**THE EXERCISE:**
Find the line that contains "Objective — for every instance of the wrinkled". Copy it and every line after it to the end of the material below, exactly, with no pictures.

—————

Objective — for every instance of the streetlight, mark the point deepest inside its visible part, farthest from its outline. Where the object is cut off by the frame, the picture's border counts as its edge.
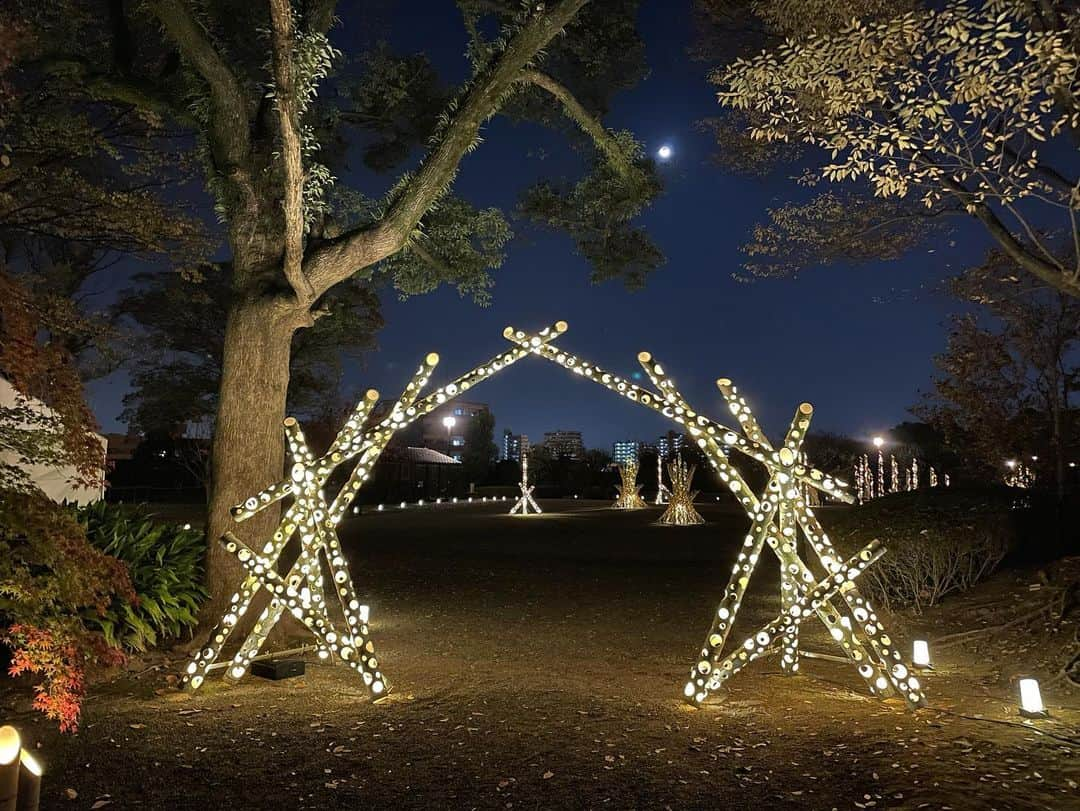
(448, 421)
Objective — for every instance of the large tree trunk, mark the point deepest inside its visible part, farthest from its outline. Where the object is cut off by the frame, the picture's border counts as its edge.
(248, 442)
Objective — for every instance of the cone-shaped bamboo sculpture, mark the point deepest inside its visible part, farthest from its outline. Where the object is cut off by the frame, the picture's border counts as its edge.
(629, 496)
(680, 512)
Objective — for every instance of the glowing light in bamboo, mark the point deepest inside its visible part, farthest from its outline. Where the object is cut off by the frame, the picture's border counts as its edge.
(321, 568)
(777, 516)
(680, 512)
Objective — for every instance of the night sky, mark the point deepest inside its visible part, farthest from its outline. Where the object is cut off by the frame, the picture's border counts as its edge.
(858, 342)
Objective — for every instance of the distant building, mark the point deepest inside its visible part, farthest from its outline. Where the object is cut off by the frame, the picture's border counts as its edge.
(514, 446)
(410, 474)
(434, 432)
(670, 444)
(59, 483)
(565, 443)
(626, 450)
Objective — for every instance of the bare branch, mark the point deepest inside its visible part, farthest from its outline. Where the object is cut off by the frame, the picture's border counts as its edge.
(589, 123)
(229, 126)
(339, 258)
(122, 90)
(1011, 245)
(281, 21)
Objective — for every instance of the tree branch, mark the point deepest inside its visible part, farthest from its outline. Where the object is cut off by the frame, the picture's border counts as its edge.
(122, 90)
(1011, 245)
(229, 133)
(589, 123)
(281, 22)
(339, 258)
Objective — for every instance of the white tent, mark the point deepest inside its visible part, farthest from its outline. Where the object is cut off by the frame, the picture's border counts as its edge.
(54, 481)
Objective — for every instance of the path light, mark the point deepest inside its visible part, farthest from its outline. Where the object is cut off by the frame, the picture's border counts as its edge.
(29, 783)
(920, 654)
(9, 766)
(1030, 700)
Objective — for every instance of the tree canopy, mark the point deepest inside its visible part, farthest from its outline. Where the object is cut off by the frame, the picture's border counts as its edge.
(927, 110)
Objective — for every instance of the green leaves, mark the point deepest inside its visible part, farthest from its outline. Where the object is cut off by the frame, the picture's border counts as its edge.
(597, 212)
(165, 565)
(459, 245)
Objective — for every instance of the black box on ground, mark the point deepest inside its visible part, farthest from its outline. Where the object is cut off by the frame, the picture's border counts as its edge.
(278, 668)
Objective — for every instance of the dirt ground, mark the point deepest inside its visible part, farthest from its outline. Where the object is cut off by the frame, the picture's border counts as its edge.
(539, 662)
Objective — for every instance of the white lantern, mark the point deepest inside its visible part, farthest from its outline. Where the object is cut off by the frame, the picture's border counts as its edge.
(1030, 700)
(920, 654)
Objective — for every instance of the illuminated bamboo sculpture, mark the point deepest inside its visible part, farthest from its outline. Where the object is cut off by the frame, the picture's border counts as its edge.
(629, 494)
(525, 501)
(680, 512)
(313, 521)
(777, 517)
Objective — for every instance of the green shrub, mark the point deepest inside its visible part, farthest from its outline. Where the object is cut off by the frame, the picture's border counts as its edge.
(165, 564)
(937, 541)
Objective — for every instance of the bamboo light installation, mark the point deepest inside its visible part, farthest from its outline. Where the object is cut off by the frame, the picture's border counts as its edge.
(680, 512)
(777, 517)
(301, 591)
(525, 501)
(629, 494)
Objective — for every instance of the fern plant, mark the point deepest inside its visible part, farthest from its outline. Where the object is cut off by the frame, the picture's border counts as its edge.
(165, 564)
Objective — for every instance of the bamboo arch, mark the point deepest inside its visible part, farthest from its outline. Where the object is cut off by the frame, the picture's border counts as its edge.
(778, 516)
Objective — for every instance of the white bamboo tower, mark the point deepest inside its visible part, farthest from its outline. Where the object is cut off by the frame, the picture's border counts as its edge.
(662, 491)
(523, 504)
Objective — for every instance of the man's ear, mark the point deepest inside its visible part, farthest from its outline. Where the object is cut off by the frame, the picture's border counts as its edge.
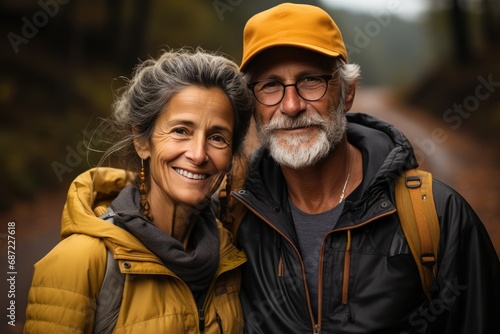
(141, 146)
(349, 96)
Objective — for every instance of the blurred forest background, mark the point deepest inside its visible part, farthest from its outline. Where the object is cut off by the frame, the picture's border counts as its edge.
(62, 61)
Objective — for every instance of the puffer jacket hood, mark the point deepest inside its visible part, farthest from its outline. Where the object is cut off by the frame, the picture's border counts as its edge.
(66, 282)
(88, 198)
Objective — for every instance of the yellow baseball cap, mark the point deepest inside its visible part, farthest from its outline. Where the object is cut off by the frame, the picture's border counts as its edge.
(288, 24)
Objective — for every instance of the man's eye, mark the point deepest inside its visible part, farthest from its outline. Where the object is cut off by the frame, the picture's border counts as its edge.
(270, 86)
(311, 80)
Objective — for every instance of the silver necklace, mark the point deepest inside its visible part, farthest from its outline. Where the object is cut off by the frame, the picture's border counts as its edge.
(346, 181)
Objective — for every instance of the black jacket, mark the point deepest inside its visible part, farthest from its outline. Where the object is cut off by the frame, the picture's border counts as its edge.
(377, 289)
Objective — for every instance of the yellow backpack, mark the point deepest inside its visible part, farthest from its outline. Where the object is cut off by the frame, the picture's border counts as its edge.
(416, 211)
(419, 221)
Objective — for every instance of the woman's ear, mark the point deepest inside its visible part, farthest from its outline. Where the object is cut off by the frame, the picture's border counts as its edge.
(349, 96)
(141, 146)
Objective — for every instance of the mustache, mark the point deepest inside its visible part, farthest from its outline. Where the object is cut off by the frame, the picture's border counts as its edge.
(287, 123)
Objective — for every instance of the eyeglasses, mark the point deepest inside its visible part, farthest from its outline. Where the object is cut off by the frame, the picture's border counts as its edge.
(310, 88)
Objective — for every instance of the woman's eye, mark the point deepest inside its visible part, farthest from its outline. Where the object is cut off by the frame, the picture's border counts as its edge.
(179, 131)
(218, 140)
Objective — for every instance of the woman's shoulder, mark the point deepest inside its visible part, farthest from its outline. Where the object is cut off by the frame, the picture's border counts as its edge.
(74, 260)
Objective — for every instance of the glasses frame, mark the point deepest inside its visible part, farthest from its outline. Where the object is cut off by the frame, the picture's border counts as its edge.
(325, 77)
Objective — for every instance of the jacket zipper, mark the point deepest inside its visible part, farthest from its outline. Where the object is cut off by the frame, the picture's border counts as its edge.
(219, 322)
(316, 326)
(313, 321)
(201, 320)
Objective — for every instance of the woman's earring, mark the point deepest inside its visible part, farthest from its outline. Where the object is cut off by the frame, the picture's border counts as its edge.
(143, 190)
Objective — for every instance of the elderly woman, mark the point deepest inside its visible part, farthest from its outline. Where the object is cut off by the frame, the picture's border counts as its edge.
(184, 116)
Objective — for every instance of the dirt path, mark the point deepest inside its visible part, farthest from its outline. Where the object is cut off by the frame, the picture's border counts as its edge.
(466, 165)
(453, 156)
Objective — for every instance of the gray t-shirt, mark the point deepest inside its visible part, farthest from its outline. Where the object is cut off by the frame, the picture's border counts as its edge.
(311, 229)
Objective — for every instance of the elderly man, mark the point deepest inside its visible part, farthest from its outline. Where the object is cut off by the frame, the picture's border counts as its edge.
(325, 246)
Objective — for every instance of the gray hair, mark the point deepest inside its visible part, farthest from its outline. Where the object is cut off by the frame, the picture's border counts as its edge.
(348, 74)
(156, 81)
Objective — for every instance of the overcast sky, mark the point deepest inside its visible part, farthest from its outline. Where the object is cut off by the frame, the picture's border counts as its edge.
(410, 9)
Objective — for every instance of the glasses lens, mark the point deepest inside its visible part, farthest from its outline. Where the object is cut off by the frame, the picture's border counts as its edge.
(312, 88)
(268, 92)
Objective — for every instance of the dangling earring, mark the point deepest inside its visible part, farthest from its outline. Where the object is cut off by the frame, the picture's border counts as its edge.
(143, 190)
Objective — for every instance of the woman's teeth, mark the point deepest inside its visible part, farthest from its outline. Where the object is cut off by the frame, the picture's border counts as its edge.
(190, 175)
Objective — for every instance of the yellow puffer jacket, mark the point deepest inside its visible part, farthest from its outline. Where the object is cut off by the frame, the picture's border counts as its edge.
(66, 282)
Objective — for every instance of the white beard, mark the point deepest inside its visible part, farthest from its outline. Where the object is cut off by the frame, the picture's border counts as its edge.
(299, 151)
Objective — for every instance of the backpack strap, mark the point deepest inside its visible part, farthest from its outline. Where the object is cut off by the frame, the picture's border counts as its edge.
(419, 221)
(110, 295)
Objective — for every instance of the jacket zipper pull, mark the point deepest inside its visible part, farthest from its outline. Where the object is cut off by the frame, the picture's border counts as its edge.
(201, 322)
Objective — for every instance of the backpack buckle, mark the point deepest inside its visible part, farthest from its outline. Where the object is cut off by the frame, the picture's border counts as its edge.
(413, 182)
(428, 259)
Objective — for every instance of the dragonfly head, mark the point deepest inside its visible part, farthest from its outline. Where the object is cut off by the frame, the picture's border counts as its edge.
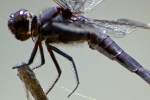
(19, 24)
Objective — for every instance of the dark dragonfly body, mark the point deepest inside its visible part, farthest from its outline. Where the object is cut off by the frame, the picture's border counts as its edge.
(61, 25)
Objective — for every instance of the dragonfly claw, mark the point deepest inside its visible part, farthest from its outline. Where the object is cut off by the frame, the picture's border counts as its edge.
(19, 66)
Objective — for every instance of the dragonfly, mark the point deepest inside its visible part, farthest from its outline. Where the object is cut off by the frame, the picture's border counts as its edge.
(66, 24)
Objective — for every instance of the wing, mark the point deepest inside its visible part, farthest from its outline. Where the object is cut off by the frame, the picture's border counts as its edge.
(119, 27)
(78, 6)
(116, 28)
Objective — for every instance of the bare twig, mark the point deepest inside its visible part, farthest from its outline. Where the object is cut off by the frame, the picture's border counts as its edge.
(31, 83)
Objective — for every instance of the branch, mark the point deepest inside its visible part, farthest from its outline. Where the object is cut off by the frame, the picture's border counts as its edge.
(31, 83)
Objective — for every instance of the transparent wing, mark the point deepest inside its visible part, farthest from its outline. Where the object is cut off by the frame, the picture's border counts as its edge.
(78, 6)
(119, 27)
(90, 4)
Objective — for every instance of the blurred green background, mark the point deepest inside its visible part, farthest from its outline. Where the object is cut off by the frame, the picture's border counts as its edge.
(100, 78)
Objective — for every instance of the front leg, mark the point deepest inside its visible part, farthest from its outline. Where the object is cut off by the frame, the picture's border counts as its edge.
(34, 51)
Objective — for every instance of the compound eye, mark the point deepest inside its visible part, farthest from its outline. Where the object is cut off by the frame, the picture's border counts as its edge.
(18, 24)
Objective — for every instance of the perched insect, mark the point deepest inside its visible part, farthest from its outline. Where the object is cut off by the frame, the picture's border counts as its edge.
(65, 24)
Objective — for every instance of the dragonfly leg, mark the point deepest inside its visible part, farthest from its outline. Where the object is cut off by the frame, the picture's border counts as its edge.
(34, 51)
(42, 57)
(70, 59)
(57, 68)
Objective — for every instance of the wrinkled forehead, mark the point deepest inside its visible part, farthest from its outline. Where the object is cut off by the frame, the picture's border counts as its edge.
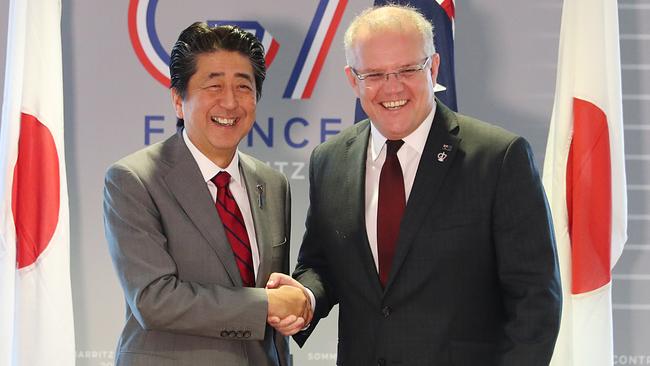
(389, 48)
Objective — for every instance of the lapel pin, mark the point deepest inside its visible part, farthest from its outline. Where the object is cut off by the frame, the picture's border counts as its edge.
(260, 195)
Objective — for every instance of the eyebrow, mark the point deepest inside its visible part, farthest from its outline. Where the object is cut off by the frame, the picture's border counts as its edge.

—————

**EXPECTED ANSWER:**
Objective — for every instance of the wrinkled forehead, mark the point deepest inside its visible part, farthest from its outline. Where the object is cut off by the frame, the picture's border counts as its edge.
(389, 48)
Objective — for every instance of the lapel pin, mark the point deepest inside its visible part, farthest from its outline. Where the object is cut off by the frame, the picture's border counts as its edge.
(260, 195)
Objective — for every instance of the eyebrow, mark the point deepest inside its visible part, farthest from its outline. Where the object is cut off by the frame, the picture's border counts as its edge.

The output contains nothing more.